Set of tasks:
A: Say whether each statement agrees with the text on whale flukes and ichthyosaurs. Answer yes or no for each, and quote the deciding words of the text. (i) Pinnipeds are closely related to cetaceans. (ii) The closest modern relative of whales is the hippopotamus. (iii) The diagram compares body length, including the tail, with orbital diameter.
B: Summarize the text on whale flukes and ichthyosaurs in two sentences.

Text excerpt:
···
Mammals on the other hand, have developed a up-down motion for movement. Watch a slow-motion video of a cheetah running. Its back flexes up and down. It makes sense, evolutionarily, that whales (which are descended from mammals) flex their bodies up and down. A vertical fluke would be at worse, useless and at best, very inefficient. The horizontal fluke matches what we would expect from a mammal moving into the ocean. I’ll note that pinnipeds (seals, sea-lions, walruses and the like) have the exact same horizontal tail, even though they are not closely related to cetaceans at all. The closest modern relative of the whales are hippopotamuses and the closest relative of the pinnipeds are either weasels or bears (links to papers supporting one or the other), both caniforms.
The paper describes, in some detail, the various fossils and such. I’m not going into that here. It’s very cool though.
I mentioned that some of the ichthyosaurs had huge eyes. That’s another trait that, very obviously, shows an evolutionary trend.
So what this diagram is showing us is the ratio of body length (not including the tail) and the orbital diameter. The diagram specifically mentions the parvipelvians, these are the more recent ichthyosaurs that have that tuna-shaped back end. From a wide body, the animal narrows to a very thin attachment point right before a large caudal fin.
···
Provided records:
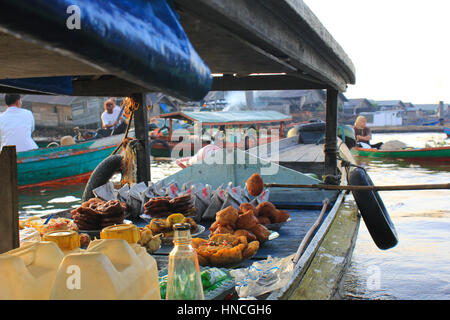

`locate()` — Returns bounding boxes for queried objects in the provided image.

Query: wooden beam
[211,75,326,91]
[132,93,151,183]
[324,88,339,175]
[0,146,20,253]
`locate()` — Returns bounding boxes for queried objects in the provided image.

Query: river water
[19,133,450,300]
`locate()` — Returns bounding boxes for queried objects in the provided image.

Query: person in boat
[353,116,383,149]
[97,98,127,137]
[0,94,38,152]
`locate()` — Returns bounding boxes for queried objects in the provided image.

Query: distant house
[361,110,403,127]
[0,94,78,128]
[371,100,406,110]
[255,90,347,113]
[344,98,375,115]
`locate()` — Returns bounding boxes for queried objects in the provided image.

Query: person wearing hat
[0,94,38,152]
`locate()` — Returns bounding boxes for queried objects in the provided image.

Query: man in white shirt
[0,94,38,152]
[98,98,126,136]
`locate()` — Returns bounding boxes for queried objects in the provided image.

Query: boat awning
[0,0,212,100]
[158,110,292,126]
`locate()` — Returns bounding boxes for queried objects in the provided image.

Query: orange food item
[239,202,256,215]
[236,210,258,230]
[246,173,264,197]
[258,217,271,224]
[256,201,278,221]
[192,234,259,266]
[250,223,270,242]
[216,206,239,228]
[233,229,257,242]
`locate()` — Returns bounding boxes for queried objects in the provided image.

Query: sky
[304,0,450,104]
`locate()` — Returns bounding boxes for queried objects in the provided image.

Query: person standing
[0,94,38,152]
[99,98,126,136]
[353,116,383,149]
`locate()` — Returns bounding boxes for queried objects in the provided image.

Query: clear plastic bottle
[166,223,205,300]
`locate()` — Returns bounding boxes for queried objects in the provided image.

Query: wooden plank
[132,93,151,183]
[0,146,19,253]
[324,88,339,175]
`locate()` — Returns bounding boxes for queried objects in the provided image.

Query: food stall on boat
[0,0,397,299]
[150,110,292,158]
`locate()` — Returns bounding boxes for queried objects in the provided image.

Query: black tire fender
[82,154,123,202]
[349,168,398,250]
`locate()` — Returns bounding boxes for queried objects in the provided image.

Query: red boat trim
[18,171,92,190]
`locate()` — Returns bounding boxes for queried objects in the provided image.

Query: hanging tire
[82,154,123,202]
[148,139,172,156]
[349,168,398,250]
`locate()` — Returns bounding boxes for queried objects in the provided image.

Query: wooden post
[0,146,20,253]
[132,93,151,183]
[324,88,339,175]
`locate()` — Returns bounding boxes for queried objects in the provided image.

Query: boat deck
[135,210,326,272]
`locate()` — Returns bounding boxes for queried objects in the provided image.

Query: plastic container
[50,239,161,300]
[0,241,64,300]
[42,230,80,255]
[166,223,205,300]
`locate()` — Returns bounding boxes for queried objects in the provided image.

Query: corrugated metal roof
[160,110,292,124]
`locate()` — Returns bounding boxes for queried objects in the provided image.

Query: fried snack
[192,234,259,267]
[258,217,271,224]
[236,210,258,230]
[250,224,270,242]
[216,206,239,229]
[138,227,161,253]
[239,202,257,216]
[233,229,258,242]
[256,201,278,222]
[273,210,290,223]
[246,173,264,197]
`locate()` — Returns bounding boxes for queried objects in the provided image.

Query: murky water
[15,133,450,299]
[344,133,450,300]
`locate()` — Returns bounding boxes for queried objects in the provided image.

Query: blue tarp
[0,0,212,100]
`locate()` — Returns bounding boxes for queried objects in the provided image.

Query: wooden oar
[264,183,450,191]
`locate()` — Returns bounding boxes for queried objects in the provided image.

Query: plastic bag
[230,255,295,298]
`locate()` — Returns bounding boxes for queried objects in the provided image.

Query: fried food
[216,206,239,229]
[71,198,127,230]
[233,229,258,242]
[236,210,258,230]
[239,202,257,216]
[246,173,264,197]
[192,234,259,267]
[250,223,270,242]
[256,201,278,221]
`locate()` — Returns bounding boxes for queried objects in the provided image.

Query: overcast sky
[304,0,450,103]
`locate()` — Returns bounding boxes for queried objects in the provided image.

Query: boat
[0,0,395,299]
[351,146,450,162]
[135,137,360,300]
[150,111,292,158]
[17,134,124,189]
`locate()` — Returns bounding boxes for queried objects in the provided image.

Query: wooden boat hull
[17,135,123,189]
[158,146,360,299]
[351,147,450,161]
···
Answers for the exercise:
A:
(i) No: "even though they are not closely related to cetaceans at all."
(ii) Yes: "The closest modern relative of the whales are hippopotamuses"
(iii) No: "the ratio of body length (not including the tail) and the orbital diameter"

B: Mammals move by flexing up and down, so whales, which descend from mammals, have a horizontal fluke, and pinnipeds have the same horizontal tail although they are not closely related to cetaceans. It then turns to ichthyosaurs, some of which had huge eyes, and to a diagram showing the ratio of body length without the tail to orbital diameter in parvipelvians, the more recent ichthyosaurs with a tuna-shaped back end.